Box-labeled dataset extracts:
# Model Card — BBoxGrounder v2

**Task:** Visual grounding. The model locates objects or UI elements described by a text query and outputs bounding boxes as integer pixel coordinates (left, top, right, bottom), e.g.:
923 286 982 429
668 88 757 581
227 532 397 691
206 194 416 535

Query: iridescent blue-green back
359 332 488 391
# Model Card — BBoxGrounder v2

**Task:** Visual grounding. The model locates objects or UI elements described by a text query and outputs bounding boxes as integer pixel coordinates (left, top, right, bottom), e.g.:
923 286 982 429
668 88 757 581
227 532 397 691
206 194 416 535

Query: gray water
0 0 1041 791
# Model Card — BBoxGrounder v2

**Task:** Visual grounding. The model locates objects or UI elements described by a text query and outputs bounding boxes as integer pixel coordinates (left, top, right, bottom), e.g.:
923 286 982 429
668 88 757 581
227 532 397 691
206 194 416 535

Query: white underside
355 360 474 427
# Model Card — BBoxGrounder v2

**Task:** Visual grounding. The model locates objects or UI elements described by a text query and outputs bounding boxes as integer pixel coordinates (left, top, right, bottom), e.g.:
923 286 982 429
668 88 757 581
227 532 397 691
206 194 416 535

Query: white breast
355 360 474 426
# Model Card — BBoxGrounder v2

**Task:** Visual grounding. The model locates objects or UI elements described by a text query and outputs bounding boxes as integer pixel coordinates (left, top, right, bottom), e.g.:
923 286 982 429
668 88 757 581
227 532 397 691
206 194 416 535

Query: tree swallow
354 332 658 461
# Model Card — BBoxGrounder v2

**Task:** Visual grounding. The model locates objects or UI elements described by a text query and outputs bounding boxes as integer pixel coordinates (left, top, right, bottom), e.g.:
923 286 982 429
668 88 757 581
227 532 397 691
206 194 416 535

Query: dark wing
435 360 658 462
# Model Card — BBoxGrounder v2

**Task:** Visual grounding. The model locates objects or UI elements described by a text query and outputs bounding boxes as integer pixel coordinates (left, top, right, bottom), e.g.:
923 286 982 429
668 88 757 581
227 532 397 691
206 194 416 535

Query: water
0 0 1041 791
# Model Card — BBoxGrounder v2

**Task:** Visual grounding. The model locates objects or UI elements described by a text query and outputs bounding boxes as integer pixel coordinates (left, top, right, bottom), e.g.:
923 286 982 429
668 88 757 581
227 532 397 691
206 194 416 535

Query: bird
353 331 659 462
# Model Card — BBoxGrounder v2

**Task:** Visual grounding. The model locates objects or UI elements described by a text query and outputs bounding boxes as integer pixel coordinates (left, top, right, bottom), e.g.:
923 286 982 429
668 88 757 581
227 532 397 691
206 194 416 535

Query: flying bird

**OBJECTIVE**
Write out the records from their start through the line containing "355 360 474 427", with both ends included and the requests kept. Shift every bounding-box coordinate in the answers up by 32, and leave all other numbers unchanged.

**RESPONSE FOR THIS EXERCISE**
# Model Card — BBoxGrounder v2

**Task:** Visual grounding. The model locates objects or UI elements described by a text query and outputs bounding boxes as integer pixel coordinates (left, top, right, bottom), e.g.:
923 286 982 429
668 88 757 581
227 532 397 691
206 194 416 535

Query: iridescent blue-green back
391 364 520 423
# Model Card — BBoxGrounder v2

**Task:** Visual grounding. The model locates objects or UI elements described by a text query and outputs bounding boxes as integer pixel coordinates (left, top, right, bottom), e.g.:
923 286 982 429
668 88 757 581
227 532 397 691
206 194 416 535

Query: gray water
32 32 1073 823
# Model Card — BBoxGrounder v2

**Task:** Visual grounding. The model locates objects or UI elements described by a text query and outputs bounding boxes as integer pixel coordinates (left, top, right, bottom), e.g.:
923 286 982 429
668 88 757 581
227 532 397 691
206 194 416 535

Query: white underside
387 392 506 459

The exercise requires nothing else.